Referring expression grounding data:
BEGIN

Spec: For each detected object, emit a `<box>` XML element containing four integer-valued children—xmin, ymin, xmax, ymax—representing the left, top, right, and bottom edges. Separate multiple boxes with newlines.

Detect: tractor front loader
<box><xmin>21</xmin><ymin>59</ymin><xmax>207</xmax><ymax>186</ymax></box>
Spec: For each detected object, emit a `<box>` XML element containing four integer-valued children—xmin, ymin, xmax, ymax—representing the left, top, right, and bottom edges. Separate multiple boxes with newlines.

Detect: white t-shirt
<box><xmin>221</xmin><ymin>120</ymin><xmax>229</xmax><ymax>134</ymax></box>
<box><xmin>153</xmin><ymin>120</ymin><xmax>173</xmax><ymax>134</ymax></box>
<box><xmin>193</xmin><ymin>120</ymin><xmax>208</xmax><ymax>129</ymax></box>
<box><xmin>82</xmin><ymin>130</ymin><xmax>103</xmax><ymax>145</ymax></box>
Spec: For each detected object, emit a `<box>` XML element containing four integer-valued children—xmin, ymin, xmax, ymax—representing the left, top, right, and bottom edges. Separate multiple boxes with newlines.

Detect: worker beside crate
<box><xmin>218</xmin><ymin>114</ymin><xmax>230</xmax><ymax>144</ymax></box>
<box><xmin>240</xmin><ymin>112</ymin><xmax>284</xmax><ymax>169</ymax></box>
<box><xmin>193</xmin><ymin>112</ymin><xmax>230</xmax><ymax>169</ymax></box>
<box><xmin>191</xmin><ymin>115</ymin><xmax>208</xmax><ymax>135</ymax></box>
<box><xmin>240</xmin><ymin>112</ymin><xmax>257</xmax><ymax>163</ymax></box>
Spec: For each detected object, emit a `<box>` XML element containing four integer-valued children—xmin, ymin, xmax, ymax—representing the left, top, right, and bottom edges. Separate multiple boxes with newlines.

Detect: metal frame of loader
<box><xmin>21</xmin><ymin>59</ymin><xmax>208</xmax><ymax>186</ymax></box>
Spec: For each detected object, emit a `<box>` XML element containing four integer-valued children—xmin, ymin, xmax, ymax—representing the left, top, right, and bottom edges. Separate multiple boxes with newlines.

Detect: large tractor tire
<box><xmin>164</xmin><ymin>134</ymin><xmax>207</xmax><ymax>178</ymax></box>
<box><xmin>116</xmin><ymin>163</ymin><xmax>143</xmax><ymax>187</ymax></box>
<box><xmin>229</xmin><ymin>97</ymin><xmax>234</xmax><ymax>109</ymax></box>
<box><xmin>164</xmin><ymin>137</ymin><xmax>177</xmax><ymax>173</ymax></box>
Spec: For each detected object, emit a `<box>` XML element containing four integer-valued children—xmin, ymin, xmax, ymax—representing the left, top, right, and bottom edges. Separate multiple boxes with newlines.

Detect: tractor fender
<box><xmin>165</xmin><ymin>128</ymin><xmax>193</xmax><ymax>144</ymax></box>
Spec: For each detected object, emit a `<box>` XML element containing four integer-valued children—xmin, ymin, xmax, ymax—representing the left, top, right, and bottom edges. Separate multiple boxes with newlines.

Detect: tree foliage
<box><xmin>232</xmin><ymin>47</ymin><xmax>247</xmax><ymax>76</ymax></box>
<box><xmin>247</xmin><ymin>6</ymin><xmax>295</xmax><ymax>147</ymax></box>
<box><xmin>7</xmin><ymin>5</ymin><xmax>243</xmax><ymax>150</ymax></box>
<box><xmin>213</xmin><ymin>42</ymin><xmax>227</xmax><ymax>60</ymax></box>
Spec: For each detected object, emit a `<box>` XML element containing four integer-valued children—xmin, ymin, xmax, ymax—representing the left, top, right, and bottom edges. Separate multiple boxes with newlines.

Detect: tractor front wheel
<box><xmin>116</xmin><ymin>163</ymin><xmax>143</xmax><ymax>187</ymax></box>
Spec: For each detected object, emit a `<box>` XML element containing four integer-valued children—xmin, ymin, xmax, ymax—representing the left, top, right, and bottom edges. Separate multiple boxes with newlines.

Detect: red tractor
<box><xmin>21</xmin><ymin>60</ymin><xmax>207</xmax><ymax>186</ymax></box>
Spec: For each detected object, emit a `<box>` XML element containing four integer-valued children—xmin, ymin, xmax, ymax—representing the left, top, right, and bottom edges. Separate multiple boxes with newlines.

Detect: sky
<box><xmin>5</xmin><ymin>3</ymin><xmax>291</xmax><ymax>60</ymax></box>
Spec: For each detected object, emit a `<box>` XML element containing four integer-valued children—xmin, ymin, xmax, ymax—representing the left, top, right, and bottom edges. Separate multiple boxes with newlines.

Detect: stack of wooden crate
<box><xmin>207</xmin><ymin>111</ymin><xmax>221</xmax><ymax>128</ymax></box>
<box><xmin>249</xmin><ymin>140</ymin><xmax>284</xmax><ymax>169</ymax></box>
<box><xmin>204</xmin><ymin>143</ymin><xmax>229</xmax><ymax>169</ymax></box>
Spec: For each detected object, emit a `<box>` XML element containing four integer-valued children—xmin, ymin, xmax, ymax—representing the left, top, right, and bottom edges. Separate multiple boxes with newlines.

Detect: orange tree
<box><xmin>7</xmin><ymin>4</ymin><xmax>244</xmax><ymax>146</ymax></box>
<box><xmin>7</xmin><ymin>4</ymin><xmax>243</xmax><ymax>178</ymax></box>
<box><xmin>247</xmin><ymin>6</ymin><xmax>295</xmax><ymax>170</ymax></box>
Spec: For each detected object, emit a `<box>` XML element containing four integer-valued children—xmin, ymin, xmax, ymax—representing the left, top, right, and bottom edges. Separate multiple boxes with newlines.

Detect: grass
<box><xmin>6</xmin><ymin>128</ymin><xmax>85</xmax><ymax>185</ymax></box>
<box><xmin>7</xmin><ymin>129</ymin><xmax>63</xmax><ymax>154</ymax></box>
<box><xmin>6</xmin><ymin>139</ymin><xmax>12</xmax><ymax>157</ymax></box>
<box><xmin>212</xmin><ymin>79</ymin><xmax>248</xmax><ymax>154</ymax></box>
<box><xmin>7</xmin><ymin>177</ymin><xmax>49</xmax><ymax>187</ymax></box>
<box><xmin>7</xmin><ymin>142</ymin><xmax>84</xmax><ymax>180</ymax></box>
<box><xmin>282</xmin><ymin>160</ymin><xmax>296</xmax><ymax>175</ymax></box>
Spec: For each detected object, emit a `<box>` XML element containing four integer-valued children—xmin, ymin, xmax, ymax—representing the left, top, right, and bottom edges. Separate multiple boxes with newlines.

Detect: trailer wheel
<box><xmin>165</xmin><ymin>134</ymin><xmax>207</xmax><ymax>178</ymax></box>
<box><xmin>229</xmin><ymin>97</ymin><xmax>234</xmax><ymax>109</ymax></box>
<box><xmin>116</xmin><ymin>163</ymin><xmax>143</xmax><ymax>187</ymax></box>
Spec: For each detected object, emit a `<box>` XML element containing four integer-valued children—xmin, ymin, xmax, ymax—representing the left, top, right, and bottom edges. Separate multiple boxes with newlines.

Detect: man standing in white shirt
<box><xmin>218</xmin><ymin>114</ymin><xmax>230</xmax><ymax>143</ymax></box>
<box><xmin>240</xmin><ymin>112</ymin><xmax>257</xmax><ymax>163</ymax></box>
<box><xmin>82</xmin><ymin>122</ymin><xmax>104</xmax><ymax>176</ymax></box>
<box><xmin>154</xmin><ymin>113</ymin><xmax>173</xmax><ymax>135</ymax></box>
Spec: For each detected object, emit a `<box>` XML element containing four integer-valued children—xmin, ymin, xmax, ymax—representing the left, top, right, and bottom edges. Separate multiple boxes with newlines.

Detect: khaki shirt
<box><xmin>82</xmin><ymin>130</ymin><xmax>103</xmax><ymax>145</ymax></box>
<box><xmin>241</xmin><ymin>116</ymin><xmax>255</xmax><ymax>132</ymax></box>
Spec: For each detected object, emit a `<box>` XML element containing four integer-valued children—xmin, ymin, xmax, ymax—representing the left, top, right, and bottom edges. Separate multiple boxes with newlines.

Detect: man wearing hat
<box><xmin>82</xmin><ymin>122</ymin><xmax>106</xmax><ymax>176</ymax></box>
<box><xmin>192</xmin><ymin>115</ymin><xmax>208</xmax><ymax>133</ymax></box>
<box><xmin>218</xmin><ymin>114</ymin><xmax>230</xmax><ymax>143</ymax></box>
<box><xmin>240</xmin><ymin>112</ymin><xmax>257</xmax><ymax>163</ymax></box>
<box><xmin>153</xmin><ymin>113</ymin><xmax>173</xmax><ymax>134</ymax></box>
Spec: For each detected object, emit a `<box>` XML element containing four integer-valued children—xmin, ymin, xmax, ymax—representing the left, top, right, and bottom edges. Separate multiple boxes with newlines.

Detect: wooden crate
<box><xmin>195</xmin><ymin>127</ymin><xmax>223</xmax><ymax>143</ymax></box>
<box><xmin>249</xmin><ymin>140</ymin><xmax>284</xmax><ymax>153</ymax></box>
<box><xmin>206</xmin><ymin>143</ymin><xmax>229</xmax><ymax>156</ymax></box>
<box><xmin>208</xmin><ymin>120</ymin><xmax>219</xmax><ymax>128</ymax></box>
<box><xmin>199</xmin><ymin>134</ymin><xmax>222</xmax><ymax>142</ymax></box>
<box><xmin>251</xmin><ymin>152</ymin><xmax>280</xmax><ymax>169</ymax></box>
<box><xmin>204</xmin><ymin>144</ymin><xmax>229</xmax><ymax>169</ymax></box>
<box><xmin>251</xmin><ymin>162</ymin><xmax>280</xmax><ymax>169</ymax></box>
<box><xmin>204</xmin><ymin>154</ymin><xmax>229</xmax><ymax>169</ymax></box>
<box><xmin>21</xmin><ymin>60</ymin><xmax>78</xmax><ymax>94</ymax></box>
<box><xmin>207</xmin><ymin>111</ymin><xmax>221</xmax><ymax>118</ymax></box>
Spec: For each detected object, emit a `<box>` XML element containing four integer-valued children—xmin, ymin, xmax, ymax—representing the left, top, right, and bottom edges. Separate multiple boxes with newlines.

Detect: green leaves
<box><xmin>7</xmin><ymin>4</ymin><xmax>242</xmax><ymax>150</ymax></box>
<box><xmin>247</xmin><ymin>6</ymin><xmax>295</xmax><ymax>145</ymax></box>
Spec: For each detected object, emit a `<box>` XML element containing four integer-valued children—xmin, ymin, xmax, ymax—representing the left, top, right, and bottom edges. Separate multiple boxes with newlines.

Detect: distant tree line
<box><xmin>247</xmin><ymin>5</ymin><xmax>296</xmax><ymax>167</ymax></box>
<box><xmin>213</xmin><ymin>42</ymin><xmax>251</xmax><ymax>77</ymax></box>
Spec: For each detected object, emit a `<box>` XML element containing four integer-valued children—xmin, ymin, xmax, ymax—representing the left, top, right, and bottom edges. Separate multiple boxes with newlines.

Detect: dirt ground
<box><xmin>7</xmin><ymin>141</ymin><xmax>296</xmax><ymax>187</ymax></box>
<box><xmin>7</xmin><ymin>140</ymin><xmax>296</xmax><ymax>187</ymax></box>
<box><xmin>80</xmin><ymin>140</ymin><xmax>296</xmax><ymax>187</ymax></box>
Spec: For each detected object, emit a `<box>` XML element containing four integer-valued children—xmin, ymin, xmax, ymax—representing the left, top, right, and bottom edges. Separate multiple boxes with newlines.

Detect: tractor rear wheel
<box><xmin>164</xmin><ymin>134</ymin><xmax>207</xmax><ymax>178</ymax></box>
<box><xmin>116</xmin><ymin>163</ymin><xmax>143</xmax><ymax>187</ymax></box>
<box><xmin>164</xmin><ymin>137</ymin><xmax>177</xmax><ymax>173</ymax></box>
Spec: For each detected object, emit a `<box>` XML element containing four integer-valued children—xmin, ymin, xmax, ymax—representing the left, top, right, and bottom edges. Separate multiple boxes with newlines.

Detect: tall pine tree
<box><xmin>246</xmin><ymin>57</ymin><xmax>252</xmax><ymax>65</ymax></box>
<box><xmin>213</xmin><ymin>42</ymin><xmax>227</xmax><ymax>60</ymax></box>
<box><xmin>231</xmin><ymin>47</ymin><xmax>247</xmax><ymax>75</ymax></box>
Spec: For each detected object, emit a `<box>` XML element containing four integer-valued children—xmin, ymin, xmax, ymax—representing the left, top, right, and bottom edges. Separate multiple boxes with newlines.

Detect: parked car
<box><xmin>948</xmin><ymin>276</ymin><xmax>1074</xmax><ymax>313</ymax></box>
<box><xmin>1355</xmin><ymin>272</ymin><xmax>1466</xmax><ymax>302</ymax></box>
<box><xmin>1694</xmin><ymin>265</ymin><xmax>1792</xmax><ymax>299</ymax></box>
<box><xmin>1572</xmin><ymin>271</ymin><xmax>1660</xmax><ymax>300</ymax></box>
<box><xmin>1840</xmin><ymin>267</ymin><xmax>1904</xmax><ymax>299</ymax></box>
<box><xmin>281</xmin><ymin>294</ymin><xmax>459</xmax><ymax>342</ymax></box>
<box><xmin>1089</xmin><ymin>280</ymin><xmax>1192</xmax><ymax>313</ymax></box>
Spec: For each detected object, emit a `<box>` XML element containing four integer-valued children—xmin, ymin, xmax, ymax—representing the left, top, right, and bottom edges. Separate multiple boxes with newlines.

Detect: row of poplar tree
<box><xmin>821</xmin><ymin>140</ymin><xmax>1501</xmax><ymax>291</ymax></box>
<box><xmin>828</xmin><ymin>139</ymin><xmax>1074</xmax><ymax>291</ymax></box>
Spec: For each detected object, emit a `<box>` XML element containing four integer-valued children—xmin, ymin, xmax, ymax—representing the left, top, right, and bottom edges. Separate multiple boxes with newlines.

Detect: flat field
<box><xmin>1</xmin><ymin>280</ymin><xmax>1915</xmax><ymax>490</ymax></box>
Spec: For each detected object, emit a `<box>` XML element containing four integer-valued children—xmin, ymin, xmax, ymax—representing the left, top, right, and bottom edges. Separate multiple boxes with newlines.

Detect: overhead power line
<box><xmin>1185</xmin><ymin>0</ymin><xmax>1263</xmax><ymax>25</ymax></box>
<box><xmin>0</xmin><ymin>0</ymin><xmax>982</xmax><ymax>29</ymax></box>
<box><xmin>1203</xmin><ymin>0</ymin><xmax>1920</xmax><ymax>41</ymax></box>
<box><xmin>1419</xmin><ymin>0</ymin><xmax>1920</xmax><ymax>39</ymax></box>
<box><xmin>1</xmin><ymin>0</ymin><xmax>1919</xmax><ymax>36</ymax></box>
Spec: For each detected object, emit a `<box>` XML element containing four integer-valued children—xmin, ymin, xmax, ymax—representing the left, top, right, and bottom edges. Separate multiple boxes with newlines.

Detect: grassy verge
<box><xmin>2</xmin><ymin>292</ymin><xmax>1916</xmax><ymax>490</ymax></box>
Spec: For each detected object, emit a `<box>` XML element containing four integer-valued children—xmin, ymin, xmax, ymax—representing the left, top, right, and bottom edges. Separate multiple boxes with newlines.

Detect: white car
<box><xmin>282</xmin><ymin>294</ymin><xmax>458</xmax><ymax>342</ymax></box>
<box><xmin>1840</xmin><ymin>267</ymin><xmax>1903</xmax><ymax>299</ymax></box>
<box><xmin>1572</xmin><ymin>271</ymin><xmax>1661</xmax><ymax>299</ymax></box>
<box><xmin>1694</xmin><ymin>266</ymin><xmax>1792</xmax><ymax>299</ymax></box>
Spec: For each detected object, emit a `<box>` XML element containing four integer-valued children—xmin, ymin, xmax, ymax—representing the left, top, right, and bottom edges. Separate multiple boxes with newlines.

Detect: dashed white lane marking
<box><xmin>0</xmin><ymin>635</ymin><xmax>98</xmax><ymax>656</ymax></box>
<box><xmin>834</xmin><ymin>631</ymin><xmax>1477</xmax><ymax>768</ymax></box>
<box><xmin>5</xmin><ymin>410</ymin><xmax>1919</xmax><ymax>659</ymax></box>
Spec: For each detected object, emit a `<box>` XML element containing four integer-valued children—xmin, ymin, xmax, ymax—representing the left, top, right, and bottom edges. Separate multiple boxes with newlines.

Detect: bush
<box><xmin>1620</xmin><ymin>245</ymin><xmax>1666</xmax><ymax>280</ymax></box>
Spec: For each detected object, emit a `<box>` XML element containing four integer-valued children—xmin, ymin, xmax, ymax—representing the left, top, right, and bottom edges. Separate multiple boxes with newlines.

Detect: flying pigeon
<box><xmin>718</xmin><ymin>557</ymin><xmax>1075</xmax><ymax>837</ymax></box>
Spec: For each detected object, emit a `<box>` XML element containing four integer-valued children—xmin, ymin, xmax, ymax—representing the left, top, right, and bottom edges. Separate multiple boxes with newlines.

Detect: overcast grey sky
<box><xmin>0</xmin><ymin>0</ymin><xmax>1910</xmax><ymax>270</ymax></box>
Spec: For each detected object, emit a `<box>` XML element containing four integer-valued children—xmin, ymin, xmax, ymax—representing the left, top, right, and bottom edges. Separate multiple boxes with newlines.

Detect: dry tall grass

END

Aim of the task: Only a verbatim transcription of the lines from the one containing "Detect: bush" through the last line of the records counts as the answer.

Answer for this exercise:
Detect: bush
<box><xmin>1620</xmin><ymin>245</ymin><xmax>1666</xmax><ymax>280</ymax></box>
Spec: For each detected object, emit a `<box>` XML element containing four integer-valued children—xmin, ymin, xmax, ymax—representing the left, top, right, and bottom edges. Separate multiple boxes with newlines.

Detect: flying pigeon
<box><xmin>718</xmin><ymin>557</ymin><xmax>1075</xmax><ymax>837</ymax></box>
Spec: For each detected object, emit a `<box>` XML element containing four integer-valued children—xmin, ymin, xmax, ymax—representing the left, top, right, and bottom edges. Separate multiple boxes with newlines.

Detect: overcast grey sky
<box><xmin>0</xmin><ymin>0</ymin><xmax>1910</xmax><ymax>270</ymax></box>
Spec: For each detected object, emit a `<box>` XML element containing four integer-valued children—xmin, ymin, xmax, ymax—representing the left, top, right, and bottom edges. Separate multiple boxes with newlines.

Detect: dry tall grass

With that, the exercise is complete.